If the user says "across vertebrates" or similar, use: human, mouse, zebrafish, chicken (4 representative species). If no species are specified, default to: human, mouse, zebrafish.

Data Gathering Steps

1. Reference Gene Information

  • If the input is a gene symbol, call ensembl_lookup_gene with the symbol and species homo_sapiens (or the first species listed) to get the Ensembl gene ID.
  • Call datasets_summary_gene with the gene symbol (taxon: human) for NCBI gene metadata (full name, summary).
  • Note the reference Ensembl gene ID for the next step.

2. Find Orthologs

  • Call ensembl_get_homologs with the reference Ensembl gene ID, homology_type: "orthologues".
  • From the results, extract the ortholog Ensembl gene IDs for each of the requested target species.
  • If a requested species has no ortholog in the results, note it as "No ortholog found."
  • Record the percent identity values reported by Ensembl for each ortholog pair.

3. Retrieve Protein Sequences

For the reference gene and each ortholog found:

  • Call ensembl_get_sequence with the Ensembl gene ID, seq_type: "protein", format: "json".
  • Store the protein sequence and its length.

If a protein sequence is not available for a gene ID, try the canonical transcript ID instead.

4. Pairwise Alignments

For each ortholog protein sequence, align it against the reference (human) protein:

  • Call sequence_align with the two protein sequences, sequence_type: "protein", mode: "global".
  • Record: alignment score, percent identity, gap count, alignment length.

If there are 3+ species, also consider one key pairwise comparison between distant species (e.g., mouse vs zebrafish) to show the range of divergence.

### DATA SHOWN
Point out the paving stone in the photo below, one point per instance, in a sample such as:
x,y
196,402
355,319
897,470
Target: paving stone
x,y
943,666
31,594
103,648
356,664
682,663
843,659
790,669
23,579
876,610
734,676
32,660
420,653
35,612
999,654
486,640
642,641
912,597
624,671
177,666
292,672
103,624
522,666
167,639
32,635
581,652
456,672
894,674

### WHAT YOU ARE ASKED TO DO
According to the gene comparison text, which species are used by default when no species are specified? These items come from a different source than the gene comparison text.

### EXERCISE RESULT
Human, mouse, and zebrafish.